SET PROBLEM —
Swap "black trousers" for "dark pants" in the records, from the first line up to and including the line with "M 137 139 L", and change nothing else. Leave the pictures out of your copy.

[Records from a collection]
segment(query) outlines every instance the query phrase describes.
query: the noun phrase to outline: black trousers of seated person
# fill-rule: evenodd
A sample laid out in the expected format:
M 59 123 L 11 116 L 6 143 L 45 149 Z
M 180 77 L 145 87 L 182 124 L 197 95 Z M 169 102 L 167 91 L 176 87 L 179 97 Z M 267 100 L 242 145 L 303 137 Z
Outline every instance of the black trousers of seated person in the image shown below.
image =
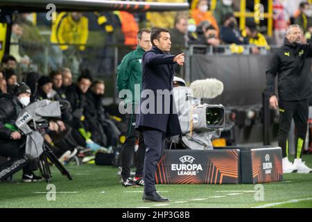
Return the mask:
M 137 139 L 139 139 L 139 148 L 135 156 L 135 165 L 137 168 L 135 177 L 141 178 L 143 176 L 146 146 L 143 133 L 135 129 L 133 123 L 135 123 L 135 114 L 127 114 L 125 116 L 128 128 L 128 135 L 121 149 L 121 177 L 123 180 L 130 177 L 135 142 Z
M 25 146 L 21 147 L 24 144 L 25 139 L 0 140 L 0 155 L 10 158 L 9 161 L 0 165 L 0 172 L 6 169 L 8 169 L 12 163 L 16 163 L 15 161 L 22 159 L 25 156 Z M 24 174 L 31 174 L 37 169 L 37 160 L 28 160 L 26 162 L 16 164 L 15 166 L 15 169 L 11 169 L 12 172 L 14 171 L 15 173 L 23 169 Z M 7 173 L 6 178 L 2 178 L 1 180 L 5 180 L 12 173 Z

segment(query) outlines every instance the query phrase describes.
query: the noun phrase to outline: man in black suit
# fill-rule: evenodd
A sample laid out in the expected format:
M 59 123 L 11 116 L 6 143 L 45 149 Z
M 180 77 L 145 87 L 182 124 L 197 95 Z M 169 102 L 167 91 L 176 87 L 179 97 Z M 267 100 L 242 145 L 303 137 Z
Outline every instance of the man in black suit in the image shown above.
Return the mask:
M 175 65 L 177 63 L 183 65 L 184 56 L 184 53 L 169 54 L 171 40 L 167 29 L 153 29 L 150 42 L 153 46 L 144 53 L 142 59 L 142 93 L 136 123 L 136 128 L 143 132 L 146 146 L 143 200 L 168 201 L 168 198 L 156 192 L 155 175 L 164 148 L 164 139 L 181 134 L 174 100 L 170 92 L 173 88 Z M 146 94 L 148 98 L 146 98 Z

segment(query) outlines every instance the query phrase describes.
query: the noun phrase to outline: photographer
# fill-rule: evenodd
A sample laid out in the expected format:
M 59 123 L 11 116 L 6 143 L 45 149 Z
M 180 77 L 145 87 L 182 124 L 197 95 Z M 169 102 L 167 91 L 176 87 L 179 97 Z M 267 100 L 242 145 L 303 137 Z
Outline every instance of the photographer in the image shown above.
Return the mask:
M 4 180 L 24 167 L 23 182 L 41 181 L 42 178 L 33 173 L 37 169 L 36 160 L 24 159 L 27 160 L 15 162 L 24 157 L 26 137 L 17 131 L 14 123 L 19 111 L 29 104 L 31 91 L 25 83 L 21 83 L 13 88 L 13 93 L 2 94 L 0 98 L 0 155 L 11 158 L 0 166 L 0 176 L 5 175 L 0 178 Z M 6 173 L 8 171 L 10 172 Z

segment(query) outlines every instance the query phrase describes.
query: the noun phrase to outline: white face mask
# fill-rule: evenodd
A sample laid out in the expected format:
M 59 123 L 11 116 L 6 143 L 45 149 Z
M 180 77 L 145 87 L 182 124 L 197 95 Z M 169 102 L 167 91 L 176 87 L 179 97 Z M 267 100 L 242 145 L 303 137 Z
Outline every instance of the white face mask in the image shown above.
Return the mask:
M 196 26 L 194 24 L 190 24 L 187 26 L 187 31 L 190 33 L 193 33 L 196 31 Z
M 222 3 L 223 5 L 229 6 L 232 6 L 232 3 L 233 3 L 232 0 L 222 0 Z
M 307 17 L 311 17 L 312 16 L 312 10 L 311 10 L 311 9 L 305 10 L 304 10 L 304 13 Z
M 206 12 L 208 10 L 208 6 L 207 5 L 202 5 L 200 6 L 198 9 L 202 12 Z
M 19 101 L 24 106 L 27 106 L 31 103 L 31 98 L 28 96 L 23 96 L 19 99 Z

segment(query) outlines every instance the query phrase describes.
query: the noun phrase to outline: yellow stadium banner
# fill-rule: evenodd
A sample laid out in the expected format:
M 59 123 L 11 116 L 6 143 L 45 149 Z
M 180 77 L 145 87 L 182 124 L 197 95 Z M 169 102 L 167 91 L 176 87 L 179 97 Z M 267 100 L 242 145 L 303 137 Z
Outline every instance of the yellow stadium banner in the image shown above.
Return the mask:
M 6 49 L 6 24 L 0 23 L 0 60 L 3 57 Z

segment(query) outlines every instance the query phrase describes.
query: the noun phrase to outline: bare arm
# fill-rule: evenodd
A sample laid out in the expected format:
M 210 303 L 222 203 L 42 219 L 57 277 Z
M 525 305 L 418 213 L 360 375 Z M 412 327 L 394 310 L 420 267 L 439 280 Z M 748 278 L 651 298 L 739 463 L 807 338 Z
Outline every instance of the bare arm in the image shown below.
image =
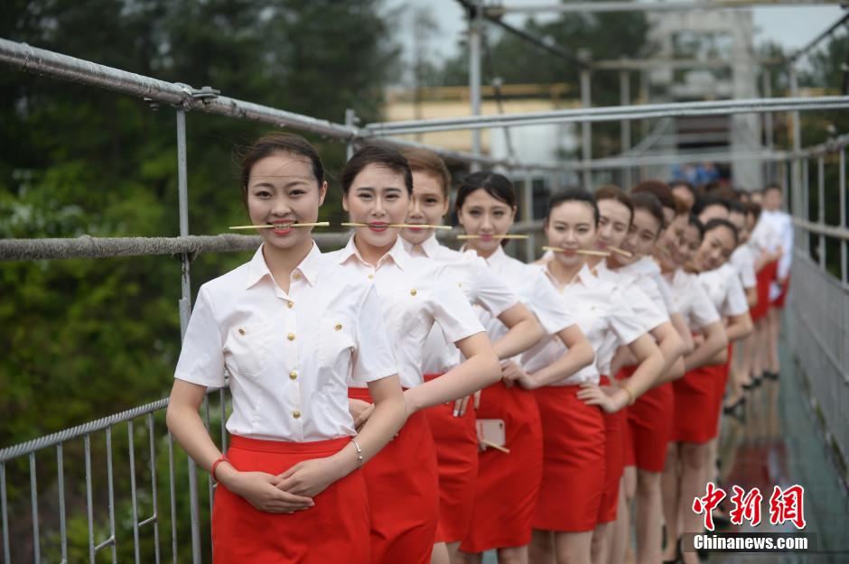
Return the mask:
M 728 336 L 728 340 L 733 343 L 738 339 L 749 337 L 753 328 L 751 317 L 746 311 L 742 315 L 734 315 L 728 318 L 725 324 L 725 334 Z
M 557 333 L 557 337 L 569 349 L 556 361 L 527 374 L 520 382 L 522 387 L 534 389 L 564 380 L 595 360 L 595 351 L 577 324 L 570 325 Z
M 750 308 L 753 308 L 758 305 L 758 287 L 754 286 L 752 288 L 746 288 L 746 303 L 749 304 Z
M 678 337 L 677 330 L 669 321 L 661 323 L 651 329 L 650 332 L 658 342 L 658 347 L 663 354 L 664 365 L 660 374 L 664 374 L 672 368 L 675 361 L 684 353 L 684 343 L 681 341 L 681 337 Z
M 209 471 L 212 463 L 221 457 L 198 409 L 206 395 L 206 386 L 183 380 L 174 380 L 165 421 L 177 442 L 201 468 Z M 265 472 L 239 472 L 229 462 L 216 468 L 216 477 L 227 489 L 244 497 L 254 507 L 268 513 L 292 513 L 313 505 L 307 496 L 297 495 L 276 487 L 278 476 Z
M 633 353 L 637 365 L 634 374 L 627 380 L 630 393 L 622 386 L 600 388 L 592 384 L 584 384 L 578 391 L 577 398 L 587 405 L 598 405 L 608 413 L 615 413 L 630 402 L 631 394 L 636 400 L 648 390 L 663 367 L 663 354 L 648 333 L 638 337 L 628 349 Z
M 503 311 L 499 316 L 499 320 L 510 329 L 492 345 L 499 359 L 524 353 L 544 336 L 543 328 L 536 320 L 536 316 L 523 303 L 517 303 Z
M 470 395 L 500 379 L 499 357 L 486 333 L 476 333 L 454 344 L 466 360 L 439 378 L 405 392 L 409 413 Z
M 704 342 L 702 343 L 689 356 L 684 359 L 686 370 L 694 370 L 711 364 L 722 364 L 727 356 L 728 337 L 725 336 L 725 328 L 722 321 L 715 321 L 702 329 Z M 712 362 L 717 354 L 723 354 L 720 363 Z
M 684 320 L 684 316 L 680 312 L 676 312 L 669 319 L 675 327 L 675 330 L 678 332 L 681 342 L 684 344 L 684 350 L 681 354 L 689 355 L 695 350 L 695 344 L 693 342 L 693 335 L 690 333 L 690 328 L 686 326 L 686 322 Z

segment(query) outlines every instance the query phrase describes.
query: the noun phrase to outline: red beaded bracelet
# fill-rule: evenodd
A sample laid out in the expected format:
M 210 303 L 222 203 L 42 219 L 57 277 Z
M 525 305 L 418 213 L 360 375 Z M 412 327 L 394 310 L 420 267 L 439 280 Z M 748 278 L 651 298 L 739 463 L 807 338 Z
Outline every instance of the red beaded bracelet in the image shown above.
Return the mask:
M 219 458 L 218 460 L 216 460 L 215 462 L 213 462 L 213 463 L 212 463 L 212 467 L 210 468 L 210 474 L 212 476 L 212 479 L 215 480 L 216 482 L 218 482 L 219 479 L 218 479 L 217 477 L 215 477 L 215 469 L 216 469 L 216 468 L 218 467 L 218 466 L 219 466 L 219 464 L 221 464 L 222 462 L 228 462 L 228 463 L 229 463 L 230 460 L 229 460 L 229 458 L 228 458 L 225 455 L 222 454 L 222 455 L 221 455 L 221 458 Z

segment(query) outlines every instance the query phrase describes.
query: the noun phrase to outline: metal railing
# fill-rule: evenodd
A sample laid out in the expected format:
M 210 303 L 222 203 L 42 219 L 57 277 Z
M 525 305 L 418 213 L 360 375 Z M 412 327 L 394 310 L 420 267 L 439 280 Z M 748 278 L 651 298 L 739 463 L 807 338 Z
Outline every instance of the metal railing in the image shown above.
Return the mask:
M 226 388 L 210 391 L 207 399 L 204 401 L 202 414 L 207 429 L 210 429 L 210 395 L 218 396 L 219 408 L 219 411 L 216 413 L 216 419 L 218 419 L 219 422 L 219 428 L 210 430 L 213 436 L 218 435 L 219 437 L 219 445 L 222 450 L 226 450 L 227 433 L 224 428 L 224 422 L 227 419 L 229 403 Z M 120 538 L 117 527 L 126 524 L 126 520 L 129 518 L 131 520 L 129 523 L 129 529 L 131 531 L 126 534 L 127 537 L 132 536 L 132 554 L 134 561 L 136 563 L 142 561 L 155 561 L 159 564 L 159 562 L 162 561 L 160 546 L 161 525 L 165 521 L 164 518 L 167 517 L 167 522 L 169 522 L 171 525 L 170 539 L 173 561 L 176 564 L 178 561 L 178 523 L 181 518 L 186 515 L 178 513 L 176 495 L 178 475 L 174 464 L 173 437 L 168 430 L 164 432 L 158 431 L 158 430 L 164 429 L 164 425 L 162 421 L 159 421 L 158 425 L 156 422 L 157 419 L 163 419 L 164 409 L 167 405 L 167 399 L 159 400 L 83 425 L 66 429 L 51 435 L 40 437 L 33 440 L 0 449 L 0 519 L 2 519 L 3 522 L 3 561 L 11 563 L 14 561 L 13 560 L 13 557 L 17 557 L 18 560 L 23 560 L 25 559 L 25 554 L 23 553 L 27 551 L 32 555 L 32 561 L 33 562 L 42 562 L 44 556 L 54 553 L 60 559 L 60 562 L 67 563 L 71 561 L 69 559 L 69 532 L 67 526 L 69 515 L 66 499 L 68 498 L 68 493 L 70 491 L 77 491 L 79 494 L 79 490 L 83 489 L 84 494 L 79 496 L 85 499 L 86 538 L 88 539 L 88 546 L 84 548 L 84 551 L 89 562 L 95 562 L 98 554 L 107 549 L 110 550 L 111 561 L 117 561 Z M 146 430 L 147 435 L 146 453 L 141 457 L 143 460 L 145 457 L 147 458 L 146 465 L 145 466 L 146 466 L 146 473 L 149 475 L 150 481 L 149 488 L 146 491 L 140 487 L 137 479 L 140 471 L 139 466 L 141 464 L 139 458 L 136 456 L 137 448 L 135 446 L 138 430 L 136 421 L 138 420 L 142 421 L 141 427 Z M 114 432 L 122 423 L 126 424 L 126 441 L 120 439 L 117 439 L 116 433 Z M 92 462 L 93 451 L 97 450 L 97 443 L 95 440 L 100 433 L 103 434 L 105 439 L 102 451 L 103 458 L 105 458 L 103 462 L 106 465 L 105 476 L 102 472 L 96 470 L 97 467 Z M 157 465 L 157 459 L 161 454 L 160 450 L 163 448 L 162 444 L 157 440 L 157 437 L 160 436 L 164 439 L 164 448 L 167 449 L 168 465 L 164 478 L 161 476 Z M 76 473 L 77 479 L 74 481 L 69 479 L 65 454 L 69 450 L 74 451 L 76 454 L 80 454 L 79 452 L 79 442 L 80 439 L 83 444 L 82 454 L 84 457 L 84 470 L 82 473 Z M 115 450 L 117 448 L 116 443 L 119 443 L 120 446 L 123 446 L 126 449 L 126 462 L 127 465 L 126 469 L 129 473 L 129 483 L 124 485 L 129 490 L 129 508 L 120 514 L 118 514 L 119 507 L 116 503 L 115 495 L 115 467 L 117 466 L 116 460 L 118 459 L 115 456 Z M 77 448 L 73 448 L 74 447 Z M 42 512 L 40 511 L 40 506 L 45 504 L 46 502 L 44 496 L 40 495 L 36 456 L 40 452 L 46 452 L 51 448 L 55 450 L 55 495 L 57 500 L 55 506 L 56 515 L 51 515 L 51 517 L 53 517 L 51 521 L 58 521 L 56 523 L 58 525 L 58 534 L 56 535 L 58 538 L 55 540 L 54 546 L 43 547 L 42 544 L 47 543 L 42 538 Z M 15 467 L 14 463 L 23 458 L 25 458 L 27 461 L 25 470 L 20 467 L 21 465 L 17 465 L 17 467 Z M 192 469 L 190 468 L 189 471 L 191 472 Z M 26 503 L 26 499 L 23 496 L 19 496 L 18 499 L 10 501 L 7 485 L 9 476 L 13 476 L 17 477 L 26 475 L 29 476 L 29 503 Z M 104 477 L 107 482 L 106 499 L 100 499 L 99 501 L 106 502 L 105 512 L 103 511 L 102 504 L 98 504 L 96 501 L 97 498 L 103 497 L 102 495 L 98 495 L 102 494 L 102 486 L 99 492 L 95 488 L 95 483 L 102 480 Z M 210 501 L 211 504 L 211 479 L 209 479 L 208 482 Z M 81 484 L 84 484 L 84 485 L 81 485 Z M 168 513 L 163 513 L 160 509 L 159 491 L 162 485 L 164 485 L 169 493 L 170 504 Z M 148 514 L 140 514 L 139 506 L 141 497 L 148 500 L 148 502 L 145 504 L 149 506 L 150 513 Z M 103 520 L 107 522 L 105 534 L 101 533 L 104 526 L 99 524 L 98 520 L 96 520 L 96 513 L 98 517 L 101 517 L 104 513 L 106 515 L 103 516 Z M 129 514 L 126 514 L 127 513 Z M 14 521 L 10 519 L 12 516 L 15 518 Z M 121 518 L 120 521 L 117 517 Z M 17 523 L 19 530 L 10 532 L 10 523 L 12 522 Z M 192 525 L 194 524 L 193 521 L 191 523 Z M 21 534 L 21 530 L 26 524 L 30 525 L 32 531 L 32 540 L 29 545 Z M 150 540 L 149 547 L 153 554 L 148 555 L 146 551 L 145 552 L 145 556 L 152 556 L 152 559 L 142 559 L 143 545 L 141 542 L 141 533 L 145 530 L 150 530 L 150 536 L 153 537 Z M 13 537 L 11 532 L 15 532 L 16 534 Z M 13 539 L 14 542 L 12 541 Z M 45 548 L 47 549 L 46 550 L 44 550 Z M 196 553 L 198 560 L 201 559 L 202 550 L 200 545 L 192 547 L 192 553 Z
M 191 236 L 188 225 L 188 203 L 187 203 L 187 163 L 186 163 L 186 142 L 185 142 L 185 114 L 190 110 L 196 110 L 206 113 L 229 116 L 239 119 L 248 119 L 269 124 L 275 126 L 285 125 L 293 129 L 310 131 L 320 134 L 326 137 L 338 139 L 341 142 L 352 145 L 359 142 L 368 142 L 378 135 L 384 134 L 396 134 L 405 131 L 402 127 L 407 127 L 401 125 L 394 126 L 391 125 L 370 125 L 365 127 L 357 127 L 354 125 L 355 119 L 351 112 L 346 116 L 345 125 L 334 124 L 325 120 L 317 120 L 309 116 L 285 112 L 276 108 L 260 106 L 250 102 L 237 100 L 234 98 L 220 96 L 215 90 L 210 88 L 192 88 L 186 85 L 178 83 L 169 83 L 156 80 L 148 77 L 144 77 L 135 73 L 126 72 L 120 69 L 112 69 L 103 65 L 98 65 L 89 61 L 74 59 L 59 53 L 47 51 L 41 49 L 30 47 L 22 43 L 15 43 L 6 40 L 0 39 L 0 62 L 22 70 L 35 72 L 46 75 L 55 79 L 72 80 L 81 82 L 90 86 L 103 88 L 122 94 L 135 97 L 141 97 L 151 100 L 173 105 L 175 106 L 176 125 L 177 125 L 177 163 L 178 163 L 178 194 L 180 207 L 180 236 L 178 237 L 126 237 L 126 238 L 94 238 L 89 236 L 78 237 L 74 239 L 42 239 L 42 240 L 5 240 L 0 241 L 0 260 L 33 260 L 33 259 L 63 259 L 63 258 L 80 258 L 80 257 L 106 257 L 106 256 L 137 256 L 144 254 L 175 254 L 179 256 L 182 270 L 182 297 L 180 300 L 181 313 L 181 330 L 184 333 L 186 324 L 188 323 L 191 293 L 190 293 L 190 264 L 192 257 L 198 253 L 220 253 L 253 250 L 257 247 L 259 238 L 247 236 L 219 235 L 209 236 Z M 796 282 L 792 285 L 791 293 L 791 313 L 800 320 L 800 323 L 792 324 L 795 331 L 800 334 L 794 334 L 791 338 L 791 346 L 794 347 L 794 353 L 803 360 L 806 367 L 816 367 L 816 382 L 814 385 L 817 396 L 826 398 L 823 402 L 823 411 L 826 424 L 832 428 L 832 437 L 835 443 L 844 453 L 849 452 L 849 430 L 846 429 L 844 421 L 846 420 L 846 406 L 849 405 L 849 392 L 847 392 L 847 353 L 840 342 L 844 338 L 847 322 L 849 322 L 849 310 L 847 310 L 846 300 L 846 218 L 845 218 L 845 159 L 844 147 L 846 139 L 840 137 L 831 143 L 801 149 L 798 144 L 798 112 L 799 110 L 818 109 L 823 107 L 849 107 L 849 97 L 825 97 L 820 98 L 784 98 L 784 99 L 757 99 L 757 100 L 736 100 L 730 102 L 711 102 L 689 105 L 656 105 L 654 106 L 622 106 L 609 108 L 583 109 L 580 113 L 560 113 L 557 116 L 547 115 L 546 119 L 561 119 L 570 121 L 580 121 L 588 123 L 592 119 L 620 120 L 627 122 L 635 119 L 643 119 L 648 116 L 679 116 L 679 115 L 714 115 L 716 113 L 731 112 L 775 112 L 793 110 L 796 118 L 794 119 L 794 135 L 797 143 L 794 143 L 792 151 L 774 152 L 765 151 L 759 153 L 756 158 L 762 161 L 777 161 L 785 163 L 785 170 L 789 174 L 792 184 L 792 200 L 793 213 L 796 226 L 798 231 L 797 236 L 797 248 L 795 250 L 798 260 L 794 265 L 794 278 Z M 574 112 L 574 110 L 569 110 Z M 594 117 L 593 117 L 594 116 Z M 477 117 L 480 126 L 501 126 L 512 120 L 510 116 L 499 116 L 497 118 Z M 517 119 L 519 119 L 517 117 Z M 524 118 L 522 118 L 524 119 Z M 540 119 L 540 116 L 533 116 L 533 119 Z M 519 119 L 519 121 L 521 121 Z M 452 120 L 451 127 L 475 126 L 475 124 L 468 120 Z M 512 121 L 507 125 L 516 125 Z M 527 123 L 527 120 L 525 122 Z M 551 123 L 546 121 L 546 123 Z M 443 126 L 445 124 L 440 124 Z M 417 124 L 421 125 L 421 124 Z M 399 146 L 424 146 L 412 142 L 389 139 L 389 143 Z M 534 174 L 543 174 L 550 176 L 553 180 L 551 184 L 555 186 L 559 175 L 563 174 L 563 167 L 551 167 L 535 165 L 531 163 L 520 163 L 515 161 L 493 159 L 487 156 L 475 155 L 471 153 L 445 151 L 438 147 L 427 147 L 434 150 L 443 157 L 469 163 L 478 163 L 490 167 L 503 167 L 507 172 L 517 180 L 518 187 L 521 190 L 521 222 L 514 226 L 517 233 L 529 233 L 529 237 L 525 243 L 524 247 L 519 246 L 526 259 L 535 255 L 536 250 L 536 235 L 539 233 L 540 221 L 534 217 L 533 210 L 533 192 L 532 184 Z M 839 154 L 840 166 L 840 199 L 841 199 L 841 218 L 839 225 L 827 225 L 825 221 L 825 209 L 823 202 L 824 195 L 824 176 L 823 167 L 825 159 L 830 153 Z M 651 157 L 651 155 L 648 155 Z M 810 170 L 807 163 L 814 159 L 817 162 L 817 171 L 820 172 L 818 177 L 818 201 L 820 208 L 816 221 L 812 221 L 809 216 L 809 199 L 810 190 L 807 174 L 802 174 L 802 171 Z M 607 168 L 614 168 L 620 163 L 609 160 L 604 162 Z M 602 162 L 593 164 L 590 159 L 583 159 L 581 166 L 569 165 L 574 170 L 589 170 L 601 166 Z M 629 163 L 631 165 L 632 162 Z M 787 165 L 792 166 L 787 166 Z M 348 234 L 315 234 L 316 240 L 320 245 L 338 245 L 347 239 Z M 810 237 L 816 237 L 820 245 L 818 248 L 822 249 L 816 254 L 816 260 L 814 261 L 811 256 Z M 830 276 L 826 272 L 828 261 L 826 256 L 826 243 L 832 239 L 840 241 L 841 254 L 841 279 L 837 281 L 835 277 Z M 514 244 L 515 245 L 515 244 Z M 521 245 L 521 244 L 519 244 Z M 830 309 L 823 305 L 823 297 L 827 297 L 828 303 L 839 302 L 841 309 Z M 820 372 L 820 368 L 822 371 Z M 224 390 L 219 390 L 212 393 L 218 396 L 219 410 L 216 412 L 216 417 L 220 421 L 217 421 L 219 425 L 212 425 L 212 430 L 215 433 L 220 433 L 220 445 L 226 448 L 226 430 L 224 429 L 224 421 L 226 420 L 227 398 Z M 826 403 L 827 402 L 827 403 Z M 79 427 L 66 430 L 53 435 L 42 437 L 21 445 L 16 445 L 0 450 L 0 518 L 2 518 L 2 534 L 3 534 L 3 558 L 4 562 L 11 564 L 12 557 L 17 556 L 22 545 L 22 537 L 19 534 L 19 529 L 25 527 L 12 528 L 13 519 L 14 522 L 23 522 L 28 525 L 29 537 L 32 538 L 32 555 L 34 561 L 42 559 L 42 548 L 46 544 L 43 541 L 44 528 L 41 526 L 44 522 L 40 507 L 45 503 L 42 493 L 40 495 L 38 487 L 38 466 L 37 455 L 48 449 L 55 449 L 55 477 L 56 477 L 56 500 L 57 506 L 55 514 L 51 516 L 51 528 L 58 531 L 56 544 L 58 545 L 59 558 L 62 562 L 69 560 L 70 547 L 68 546 L 68 517 L 67 500 L 68 495 L 72 490 L 69 487 L 71 483 L 69 478 L 67 466 L 65 464 L 65 455 L 74 448 L 79 448 L 79 441 L 82 440 L 82 456 L 85 461 L 85 467 L 78 477 L 80 477 L 84 483 L 81 495 L 86 507 L 86 527 L 88 547 L 86 556 L 90 562 L 94 562 L 98 552 L 108 548 L 112 553 L 113 562 L 117 560 L 119 549 L 124 545 L 123 537 L 119 532 L 122 526 L 122 521 L 118 518 L 126 517 L 121 513 L 123 508 L 119 507 L 116 498 L 116 465 L 126 460 L 128 464 L 129 484 L 127 488 L 130 493 L 130 502 L 128 506 L 129 528 L 132 530 L 127 536 L 132 536 L 133 557 L 136 562 L 143 557 L 143 547 L 147 541 L 147 532 L 153 536 L 149 542 L 154 545 L 154 559 L 158 563 L 161 559 L 161 528 L 163 523 L 170 520 L 171 526 L 171 551 L 173 561 L 177 561 L 178 553 L 178 537 L 179 522 L 184 522 L 184 515 L 188 514 L 188 522 L 191 529 L 191 558 L 195 563 L 202 560 L 202 555 L 208 546 L 203 543 L 203 534 L 201 531 L 201 495 L 197 483 L 197 471 L 191 459 L 186 460 L 184 467 L 188 470 L 187 481 L 189 485 L 189 506 L 178 507 L 177 495 L 178 476 L 175 470 L 178 464 L 175 461 L 177 456 L 173 449 L 173 439 L 167 431 L 160 431 L 164 429 L 159 421 L 163 417 L 163 410 L 167 405 L 167 400 L 161 400 L 154 403 L 140 406 L 124 411 L 97 421 L 92 421 Z M 210 402 L 204 402 L 203 412 L 207 425 L 210 425 Z M 137 424 L 137 420 L 143 419 L 141 426 Z M 120 435 L 113 433 L 113 430 L 118 425 L 126 425 L 126 458 L 116 458 L 113 457 L 113 449 L 116 443 L 120 441 L 123 445 L 124 439 Z M 136 457 L 136 448 L 135 447 L 137 441 L 136 434 L 141 428 L 146 429 L 147 448 L 146 454 Z M 97 443 L 92 442 L 95 434 L 103 433 L 105 436 L 105 449 L 103 456 L 105 458 L 106 472 L 105 474 L 97 471 L 97 466 L 93 464 L 93 453 L 98 450 Z M 157 433 L 161 433 L 160 439 L 164 445 L 156 439 Z M 119 439 L 117 439 L 116 438 Z M 76 445 L 76 446 L 75 446 Z M 167 450 L 168 466 L 167 469 L 162 471 L 157 466 L 157 460 L 160 460 L 162 453 L 160 448 Z M 25 458 L 25 463 L 24 463 Z M 146 458 L 146 459 L 145 459 Z M 146 469 L 141 474 L 148 474 L 150 477 L 150 486 L 148 489 L 140 489 L 137 484 L 137 478 L 140 476 L 139 464 L 146 467 Z M 146 464 L 145 464 L 146 463 Z M 43 462 L 42 467 L 43 467 Z M 22 478 L 26 480 L 29 476 L 29 502 L 24 503 L 20 492 L 15 492 L 16 497 L 13 495 L 7 488 L 7 483 L 10 476 L 13 478 Z M 166 478 L 163 478 L 163 476 Z M 99 478 L 105 478 L 106 487 L 96 487 L 96 482 Z M 212 485 L 211 481 L 207 478 L 209 501 L 211 504 Z M 16 484 L 16 483 L 15 483 Z M 103 496 L 103 490 L 106 490 L 104 505 L 106 506 L 105 517 L 100 518 L 98 513 L 102 506 L 98 504 L 98 498 Z M 170 494 L 170 513 L 163 513 L 160 511 L 158 497 L 161 492 L 167 490 Z M 76 494 L 75 494 L 76 495 Z M 25 506 L 26 505 L 26 506 Z M 28 507 L 27 507 L 28 506 Z M 140 511 L 149 509 L 148 513 Z M 53 522 L 55 522 L 55 523 Z M 105 523 L 105 524 L 104 524 Z M 55 527 L 54 527 L 55 525 Z M 145 533 L 145 534 L 143 534 Z M 14 537 L 12 535 L 14 535 Z M 13 543 L 14 540 L 14 543 Z M 206 547 L 206 548 L 205 548 Z M 150 548 L 148 546 L 148 548 Z M 146 554 L 146 552 L 145 552 Z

CORRECT RESPONSE —
segment(query) outlines every instance the query phrase describes.
query: the noun phrase to outline: dark pants of seated person
# fill-rule: evenodd
A sample laid out in the expected format:
M 59 123 L 11 116 L 6 143 L 45 149 Z
M 180 77 L 145 87 L 182 124 L 197 95 Z M 169 102 L 167 91 L 176 87 L 179 97 Z M 267 100 L 242 145 L 303 137 Z
Outline every instance of the dark pants of seated person in the image shown below.
image =
Return the mask:
M 137 139 L 139 139 L 139 148 L 135 156 L 135 165 L 137 168 L 135 177 L 141 178 L 143 176 L 146 146 L 143 133 L 135 129 L 133 123 L 135 123 L 135 114 L 127 114 L 125 116 L 128 128 L 128 135 L 121 149 L 121 177 L 123 180 L 130 177 L 135 142 Z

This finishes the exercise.